■ Direction: Continue the R tutorial on exploratory data analysis from the point where it stops.

Exploratory Data Analyis Tutorial: E. Devenish-Nelson, University of Edinburgh

Exploring Data and Descriptive Statistics

This tutorial assumes you have some experience using R and with basic statstical analysis.

Here, we use R’s in-built database ‘iris’ data(iris). Always check your data after reading it into R.

Summary Statistics

The function summary provides useful summary statistics regarding the data, known as the ‘five number summary’ (minimum value, first quartile, median, third quartile, and maximum value)

As with all functions, you can use help, ?summary, to find our more about this function. You can type this in the box and run code to open a help page in your browser. There is also a lot of help online, such as on ‘stackoverflow’, so do make use of google!

Write the code to produce a summary output of the iris dataset:

The mean, the average of all values of a variable, is a key parameter of interest in EDA. The mean function allows us to calculate this parameter.

Write the R code to calculate the mean of the varable called ‘sepal length’:

mean(iris$Sepal.Length)

■ Information shown:
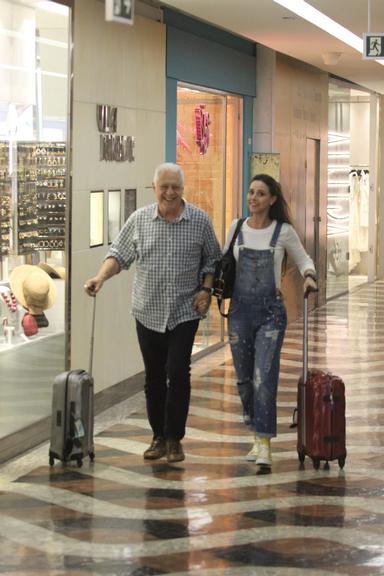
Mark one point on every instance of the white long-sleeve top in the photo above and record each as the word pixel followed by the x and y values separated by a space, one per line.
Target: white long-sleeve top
pixel 288 240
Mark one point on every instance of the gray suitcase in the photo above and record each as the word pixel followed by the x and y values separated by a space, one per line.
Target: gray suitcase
pixel 72 413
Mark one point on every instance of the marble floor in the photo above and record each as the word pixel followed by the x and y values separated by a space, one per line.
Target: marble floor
pixel 211 515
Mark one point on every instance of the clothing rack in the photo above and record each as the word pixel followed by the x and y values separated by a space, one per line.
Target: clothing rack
pixel 359 170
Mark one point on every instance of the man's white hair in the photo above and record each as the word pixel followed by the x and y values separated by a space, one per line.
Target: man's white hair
pixel 172 167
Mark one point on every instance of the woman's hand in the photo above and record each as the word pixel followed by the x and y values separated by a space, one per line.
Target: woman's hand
pixel 202 301
pixel 309 283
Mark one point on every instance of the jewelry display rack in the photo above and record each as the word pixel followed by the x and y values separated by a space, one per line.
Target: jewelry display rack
pixel 5 201
pixel 41 199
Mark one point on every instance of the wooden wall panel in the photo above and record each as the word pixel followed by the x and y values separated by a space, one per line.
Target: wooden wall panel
pixel 301 112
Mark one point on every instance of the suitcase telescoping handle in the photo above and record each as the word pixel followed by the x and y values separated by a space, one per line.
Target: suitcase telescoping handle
pixel 92 336
pixel 305 333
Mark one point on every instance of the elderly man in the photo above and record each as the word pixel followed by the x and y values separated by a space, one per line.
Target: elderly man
pixel 175 249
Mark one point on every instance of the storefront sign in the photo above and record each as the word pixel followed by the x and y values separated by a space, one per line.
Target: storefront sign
pixel 113 147
pixel 202 123
pixel 373 46
pixel 119 11
pixel 118 148
pixel 106 117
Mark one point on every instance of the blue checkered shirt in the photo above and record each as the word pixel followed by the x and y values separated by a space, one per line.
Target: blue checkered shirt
pixel 171 261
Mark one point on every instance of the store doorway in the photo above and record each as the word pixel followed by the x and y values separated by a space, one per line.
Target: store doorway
pixel 209 149
pixel 348 188
pixel 34 131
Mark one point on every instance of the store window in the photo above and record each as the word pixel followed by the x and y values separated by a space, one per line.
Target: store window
pixel 34 95
pixel 209 148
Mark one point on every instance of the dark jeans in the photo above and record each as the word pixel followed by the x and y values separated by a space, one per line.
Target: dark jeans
pixel 167 361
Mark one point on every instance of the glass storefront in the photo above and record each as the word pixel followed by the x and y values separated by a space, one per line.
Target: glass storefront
pixel 34 97
pixel 209 148
pixel 348 188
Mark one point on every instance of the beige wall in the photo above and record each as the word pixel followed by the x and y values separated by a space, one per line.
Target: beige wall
pixel 291 106
pixel 123 66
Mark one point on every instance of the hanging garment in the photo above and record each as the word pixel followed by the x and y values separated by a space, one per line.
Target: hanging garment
pixel 354 220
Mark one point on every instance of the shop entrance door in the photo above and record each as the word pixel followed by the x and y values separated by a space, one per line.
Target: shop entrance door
pixel 209 149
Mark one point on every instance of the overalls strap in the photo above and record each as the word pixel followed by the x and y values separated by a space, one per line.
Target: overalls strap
pixel 275 234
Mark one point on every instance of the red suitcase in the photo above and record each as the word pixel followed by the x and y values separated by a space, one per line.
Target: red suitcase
pixel 321 411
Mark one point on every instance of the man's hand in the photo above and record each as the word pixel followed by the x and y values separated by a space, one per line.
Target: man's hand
pixel 201 302
pixel 93 285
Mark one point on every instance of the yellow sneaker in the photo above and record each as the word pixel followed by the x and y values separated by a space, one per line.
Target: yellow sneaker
pixel 253 453
pixel 264 457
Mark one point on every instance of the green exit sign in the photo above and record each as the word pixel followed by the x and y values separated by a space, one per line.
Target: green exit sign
pixel 373 46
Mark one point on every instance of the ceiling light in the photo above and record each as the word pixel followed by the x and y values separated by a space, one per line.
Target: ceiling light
pixel 317 18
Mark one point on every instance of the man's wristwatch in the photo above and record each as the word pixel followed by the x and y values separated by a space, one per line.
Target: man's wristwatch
pixel 311 275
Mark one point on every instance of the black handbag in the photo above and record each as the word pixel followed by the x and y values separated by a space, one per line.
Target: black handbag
pixel 225 272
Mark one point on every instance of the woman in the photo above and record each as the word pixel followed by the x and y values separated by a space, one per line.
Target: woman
pixel 257 317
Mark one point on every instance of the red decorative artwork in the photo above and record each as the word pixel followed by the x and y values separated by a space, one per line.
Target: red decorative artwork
pixel 202 123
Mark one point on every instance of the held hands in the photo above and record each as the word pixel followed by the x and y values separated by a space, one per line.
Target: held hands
pixel 310 284
pixel 201 302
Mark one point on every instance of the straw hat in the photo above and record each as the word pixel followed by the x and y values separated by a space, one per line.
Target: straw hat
pixel 58 272
pixel 33 288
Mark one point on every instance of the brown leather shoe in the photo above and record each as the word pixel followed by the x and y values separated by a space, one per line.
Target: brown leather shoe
pixel 156 450
pixel 174 451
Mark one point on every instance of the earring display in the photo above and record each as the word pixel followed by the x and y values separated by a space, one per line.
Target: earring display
pixel 41 196
pixel 5 201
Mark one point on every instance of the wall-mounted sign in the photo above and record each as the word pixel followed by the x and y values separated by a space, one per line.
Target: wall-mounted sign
pixel 106 117
pixel 265 163
pixel 113 147
pixel 202 123
pixel 373 46
pixel 119 11
pixel 118 148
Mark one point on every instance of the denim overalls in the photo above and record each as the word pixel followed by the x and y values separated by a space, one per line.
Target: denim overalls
pixel 256 325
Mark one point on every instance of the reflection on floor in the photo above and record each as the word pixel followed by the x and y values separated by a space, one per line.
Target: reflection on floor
pixel 212 515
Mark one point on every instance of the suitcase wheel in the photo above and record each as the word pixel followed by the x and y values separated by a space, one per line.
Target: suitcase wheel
pixel 316 463
pixel 341 461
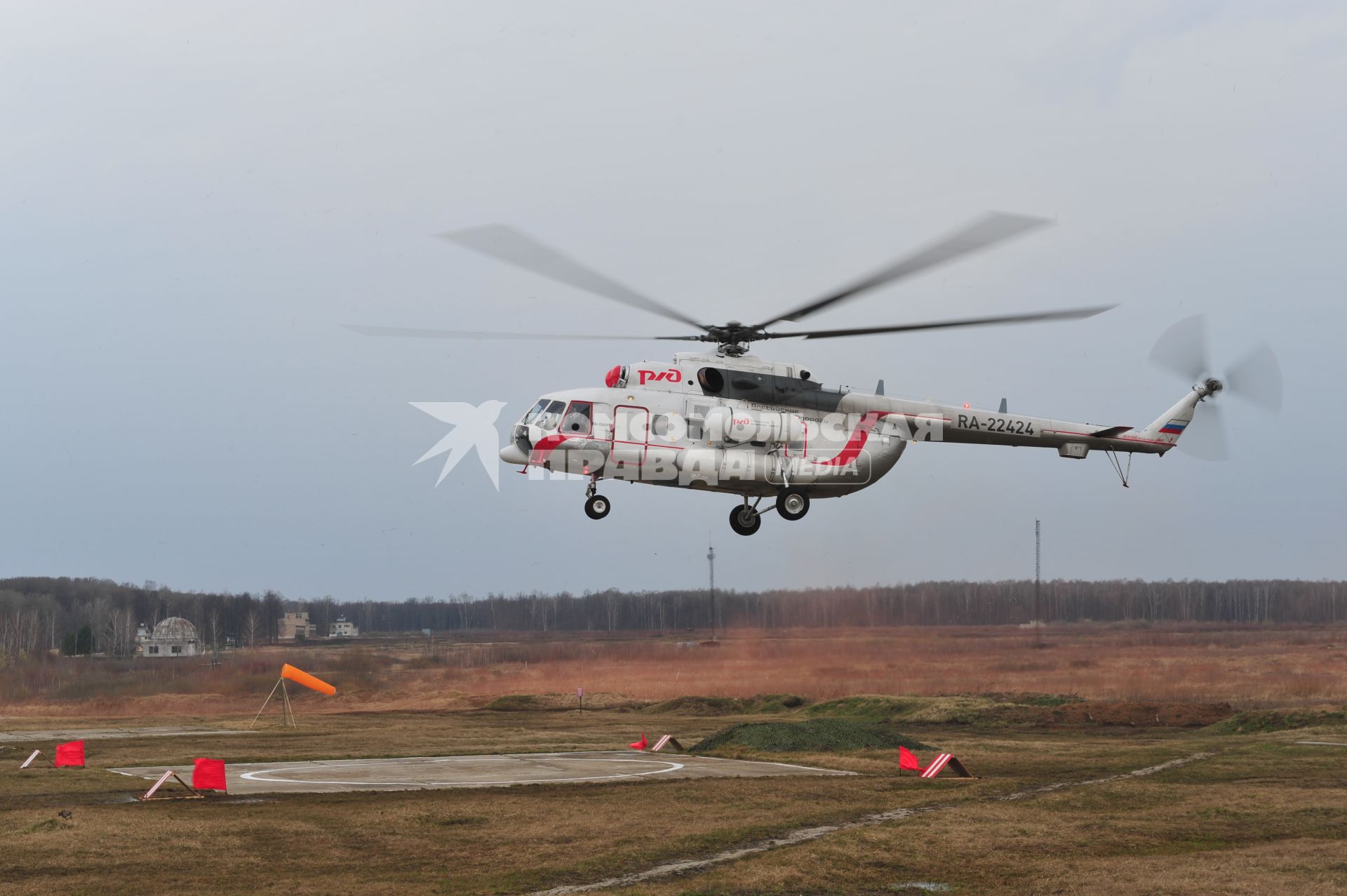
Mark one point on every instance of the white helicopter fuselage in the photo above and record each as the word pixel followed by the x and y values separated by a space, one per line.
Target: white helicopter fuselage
pixel 756 427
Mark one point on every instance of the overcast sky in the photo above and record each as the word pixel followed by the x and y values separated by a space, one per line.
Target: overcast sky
pixel 194 197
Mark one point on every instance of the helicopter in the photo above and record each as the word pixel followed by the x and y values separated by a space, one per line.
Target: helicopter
pixel 725 421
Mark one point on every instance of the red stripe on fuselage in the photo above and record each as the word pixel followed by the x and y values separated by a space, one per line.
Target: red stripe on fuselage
pixel 857 439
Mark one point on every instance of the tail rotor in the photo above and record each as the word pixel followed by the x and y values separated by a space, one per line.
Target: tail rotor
pixel 1256 377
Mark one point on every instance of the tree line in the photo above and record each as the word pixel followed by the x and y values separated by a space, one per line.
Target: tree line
pixel 41 615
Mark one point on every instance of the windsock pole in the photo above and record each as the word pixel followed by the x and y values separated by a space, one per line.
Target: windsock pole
pixel 290 711
pixel 279 681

■ Exercise response:
On its own the mean doesn’t tell us anything about the variation in the values of the variable. For that, we need to calculate the standard deviation. Do this for the variable called ‘sepal length’, using the sd function:

sd(iris$Sepal.Length)

Sometimes we want to apply functions to compare variables across the dataset. A simple way to do this is to produce table using tapply, telling it which variable to report, which variable to group by and what mathematical function to use. The first argument of the function takes the variable of interest, the second argument is the grouping variable, and the last argument is the function of interest.

Tip: use the $ operator to extract columns by name (see ?extract)

Write the code using tapply to report the mean sepal length by species:

tapply(iris$Sepal.Length,iris$Species,mean)

Box and Whisker Plots

Visualisation is an important part of exploratory data analysis. R is a very powerful graphics tool so it’s worth exploring this in more depth when you come to analyse and present your own data.

Box and whisker plots are a very useful visualisation for EDA, using the function boxplot. They are a standardized way of visualising the distribution of data based on the ‘five number summary’ and can show us whether there are outliers (values that lie above/below the extremes).

Make a boxplot of the iris dataset:

boxplot(iris)

Since the data also vary by species it’s useful to plot them by species. It’s possible to do this directly within the boxplot function, by specifying which data to plot using a formula.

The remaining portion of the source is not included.